> [CONTROLEER JE BEGRIP]:
**a.** Beantwoord deze vragen over het fragment:
(i) Op welke datum heeft de rechtbank de zaak behandeld?
(ii) Welke nationaliteit heeft de man?
(iii) Waarnaar heeft de rechtbank beide partijen verwezen?
**b.** Neem uit het fragment letterlijk over van "De man heeft" tot en met "bij voorraad verklaard.".

> [FRAGMENT]:
########################################

In deze zaak heeft de Rechtbank Den Haag op 8 september 2025 uitspraak gedaan in een verzoek om voorlopige voorzieningen met betrekking tot het gebruik van de echtelijke woning. De vrouw, vertegenwoordigd door haar advocaat mr. N. Nuwenhoud, verzocht om het uitsluitend gebruik van de woning, terwijl de man, vertegenwoordigd door mr. E. Kocabas-Güler, verweer voerde en ook een zelfstandig verzoek indiende voor het gebruik van de woning. De rechtbank heeft kennisgenomen van de ingediende stukken, waaronder het verzoekschrift en het verweerschrift, en heeft de zaak op 1 september 2025 behandeld. Tijdens de zitting waren beide partijen aanwezig, bijgestaan door hun advocaten en tolken.
De rechtbank heeft vastgesteld dat partijen in 2018 in de Dominicaanse Republiek zijn gehuwd en dat de vrouw de Dominicaanse nationaliteit heeft, terwijl de man de Poolse nationaliteit bezit. De vrouw heeft aangevoerd dat de spanningen tussen hen zo hoog zijn opgelopen dat zij niet langer samen kan wonen. Ze voelt zich onveilig en heeft psychologische hulp gezocht. De vrouw heeft ook benadrukt dat haar drie meerderjarige kinderen bij haar moeten blijven en dat het voor haar moeilijk is om alternatieve huisvesting te vinden.
De man heeft echter betwist dat de situatie onhoudbaar is en heeft zijn eigen belangen naar voren gebracht, waaronder het feit dat hij altijd de huurlasten heeft gedragen. Beide partijen hebben uiteindelijk besloten om mediation te proberen om hun geschil op te lossen. De rechtbank heeft de verzoeken van beide partijen afgewezen en hen verwezen naar mediation, met de bedoeling om leefregels op te stellen voor hun gezamenlijke verblijf in de woning tijdens de echtscheidingsprocedure. De beschikking is uitvoerbaar bij voorraad verklaard.

########################################

> [BESCHIKBARE GEGEVENS]:

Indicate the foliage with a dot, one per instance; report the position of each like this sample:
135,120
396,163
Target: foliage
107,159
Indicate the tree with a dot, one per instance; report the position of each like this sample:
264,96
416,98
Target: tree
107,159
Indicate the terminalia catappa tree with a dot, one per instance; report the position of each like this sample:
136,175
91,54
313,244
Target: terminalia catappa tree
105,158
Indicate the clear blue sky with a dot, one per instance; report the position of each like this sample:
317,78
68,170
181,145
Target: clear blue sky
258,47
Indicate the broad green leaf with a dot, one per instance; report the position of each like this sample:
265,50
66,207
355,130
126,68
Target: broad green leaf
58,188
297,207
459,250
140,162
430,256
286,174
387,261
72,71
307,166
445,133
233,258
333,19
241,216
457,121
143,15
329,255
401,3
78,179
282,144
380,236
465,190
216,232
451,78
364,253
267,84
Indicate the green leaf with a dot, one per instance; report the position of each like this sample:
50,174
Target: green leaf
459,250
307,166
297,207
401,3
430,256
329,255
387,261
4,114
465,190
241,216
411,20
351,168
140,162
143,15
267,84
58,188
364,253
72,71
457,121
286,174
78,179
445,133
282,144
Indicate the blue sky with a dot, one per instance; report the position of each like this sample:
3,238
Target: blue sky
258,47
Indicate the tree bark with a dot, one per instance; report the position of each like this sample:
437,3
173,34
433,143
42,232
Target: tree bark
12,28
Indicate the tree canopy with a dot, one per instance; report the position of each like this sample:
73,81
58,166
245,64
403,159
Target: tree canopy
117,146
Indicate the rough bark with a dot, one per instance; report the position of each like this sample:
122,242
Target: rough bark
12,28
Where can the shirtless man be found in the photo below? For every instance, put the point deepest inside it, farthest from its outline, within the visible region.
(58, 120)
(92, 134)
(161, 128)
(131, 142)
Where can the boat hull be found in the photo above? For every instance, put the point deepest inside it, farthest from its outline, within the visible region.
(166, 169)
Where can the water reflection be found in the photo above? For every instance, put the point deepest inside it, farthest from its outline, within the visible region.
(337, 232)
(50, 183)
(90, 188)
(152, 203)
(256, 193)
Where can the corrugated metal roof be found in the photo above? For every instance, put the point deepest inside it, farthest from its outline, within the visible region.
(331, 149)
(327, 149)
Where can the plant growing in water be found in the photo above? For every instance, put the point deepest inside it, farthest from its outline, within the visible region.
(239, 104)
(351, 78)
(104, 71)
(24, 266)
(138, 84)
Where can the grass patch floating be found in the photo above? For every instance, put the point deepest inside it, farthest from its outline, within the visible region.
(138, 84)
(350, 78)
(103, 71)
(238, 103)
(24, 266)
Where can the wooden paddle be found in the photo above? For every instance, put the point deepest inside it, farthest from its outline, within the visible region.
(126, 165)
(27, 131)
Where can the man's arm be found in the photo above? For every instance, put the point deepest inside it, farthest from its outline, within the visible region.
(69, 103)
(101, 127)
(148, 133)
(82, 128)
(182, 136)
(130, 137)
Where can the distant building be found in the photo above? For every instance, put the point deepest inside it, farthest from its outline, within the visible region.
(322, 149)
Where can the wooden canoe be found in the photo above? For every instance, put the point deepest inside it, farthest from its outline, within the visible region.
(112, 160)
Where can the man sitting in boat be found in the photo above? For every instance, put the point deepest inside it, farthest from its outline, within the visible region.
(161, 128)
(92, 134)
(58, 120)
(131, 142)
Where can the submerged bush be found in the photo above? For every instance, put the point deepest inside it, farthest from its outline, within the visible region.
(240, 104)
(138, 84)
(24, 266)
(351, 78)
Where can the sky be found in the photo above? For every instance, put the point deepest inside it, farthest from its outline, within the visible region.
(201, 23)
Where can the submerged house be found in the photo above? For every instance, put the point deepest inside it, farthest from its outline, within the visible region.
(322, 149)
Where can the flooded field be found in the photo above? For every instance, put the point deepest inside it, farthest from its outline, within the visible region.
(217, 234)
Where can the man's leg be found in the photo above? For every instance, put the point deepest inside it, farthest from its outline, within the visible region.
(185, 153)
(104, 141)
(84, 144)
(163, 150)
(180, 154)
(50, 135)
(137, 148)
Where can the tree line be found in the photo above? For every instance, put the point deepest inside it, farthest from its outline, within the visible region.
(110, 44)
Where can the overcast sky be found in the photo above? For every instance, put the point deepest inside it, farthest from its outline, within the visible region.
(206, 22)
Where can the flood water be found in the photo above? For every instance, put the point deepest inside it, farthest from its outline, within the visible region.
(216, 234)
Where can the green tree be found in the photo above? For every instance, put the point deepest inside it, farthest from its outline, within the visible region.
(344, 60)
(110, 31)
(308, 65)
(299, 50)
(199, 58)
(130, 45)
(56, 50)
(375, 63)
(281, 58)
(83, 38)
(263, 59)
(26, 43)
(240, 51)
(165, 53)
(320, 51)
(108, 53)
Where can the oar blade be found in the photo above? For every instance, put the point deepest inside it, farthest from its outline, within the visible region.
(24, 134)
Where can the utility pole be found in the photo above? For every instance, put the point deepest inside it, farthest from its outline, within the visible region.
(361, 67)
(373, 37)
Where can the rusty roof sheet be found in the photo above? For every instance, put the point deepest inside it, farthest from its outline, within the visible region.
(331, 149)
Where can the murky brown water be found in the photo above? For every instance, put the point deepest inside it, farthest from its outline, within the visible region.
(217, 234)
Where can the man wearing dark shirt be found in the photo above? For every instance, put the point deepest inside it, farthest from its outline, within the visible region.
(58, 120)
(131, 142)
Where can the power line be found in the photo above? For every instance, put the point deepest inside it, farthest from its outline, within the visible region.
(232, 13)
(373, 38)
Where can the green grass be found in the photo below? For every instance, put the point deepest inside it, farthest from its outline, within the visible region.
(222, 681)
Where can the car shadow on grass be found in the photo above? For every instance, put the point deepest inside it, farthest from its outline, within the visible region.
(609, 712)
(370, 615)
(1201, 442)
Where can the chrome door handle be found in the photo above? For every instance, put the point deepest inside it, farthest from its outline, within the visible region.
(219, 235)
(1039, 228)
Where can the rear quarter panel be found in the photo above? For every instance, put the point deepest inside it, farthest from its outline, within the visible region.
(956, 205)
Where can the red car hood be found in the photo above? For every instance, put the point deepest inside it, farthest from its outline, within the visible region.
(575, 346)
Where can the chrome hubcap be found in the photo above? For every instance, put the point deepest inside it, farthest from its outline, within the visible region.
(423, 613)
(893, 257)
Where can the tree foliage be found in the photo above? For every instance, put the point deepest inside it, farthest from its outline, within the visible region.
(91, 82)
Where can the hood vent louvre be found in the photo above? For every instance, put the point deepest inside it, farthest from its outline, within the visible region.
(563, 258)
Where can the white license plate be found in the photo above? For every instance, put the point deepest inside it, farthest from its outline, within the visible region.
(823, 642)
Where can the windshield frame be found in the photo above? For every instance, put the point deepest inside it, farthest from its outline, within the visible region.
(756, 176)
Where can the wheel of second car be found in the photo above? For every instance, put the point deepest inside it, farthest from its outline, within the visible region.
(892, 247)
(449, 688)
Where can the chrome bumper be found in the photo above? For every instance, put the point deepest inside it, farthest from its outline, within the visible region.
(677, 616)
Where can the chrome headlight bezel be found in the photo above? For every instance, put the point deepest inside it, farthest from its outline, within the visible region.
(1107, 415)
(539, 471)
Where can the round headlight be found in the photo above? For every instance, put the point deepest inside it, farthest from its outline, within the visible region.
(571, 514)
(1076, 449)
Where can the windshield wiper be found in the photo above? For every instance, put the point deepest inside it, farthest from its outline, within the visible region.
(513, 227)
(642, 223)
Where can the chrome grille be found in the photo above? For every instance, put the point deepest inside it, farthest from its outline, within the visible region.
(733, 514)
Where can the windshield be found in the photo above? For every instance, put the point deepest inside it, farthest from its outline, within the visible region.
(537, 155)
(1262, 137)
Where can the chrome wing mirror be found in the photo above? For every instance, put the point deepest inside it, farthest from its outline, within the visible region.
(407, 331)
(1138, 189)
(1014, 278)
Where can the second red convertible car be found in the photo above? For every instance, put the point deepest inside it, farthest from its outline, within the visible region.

########################################

> [ANTWOORDEN PER OPDRACHT]:
**a.**
(i) Op 1 september 2025.
(ii) De Poolse nationaliteit.
(iii) Naar mediation.

**b.**
De man heeft echter betwist dat de situatie onhoudbaar is en heeft zijn eigen belangen naar voren gebracht, waaronder het feit dat hij altijd de huurlasten heeft gedragen. Beide partijen hebben uiteindelijk besloten om mediation te proberen om hun geschil op te lossen. De rechtbank heeft de verzoeken van beide partijen afgewezen en hen verwezen naar mediation, met de bedoeling om leefregels op te stellen voor hun gezamenlijke verblijf in de woning tijdens de echtscheidingsprocedure. De beschikking is uitvoerbaar bij voorraad verklaard.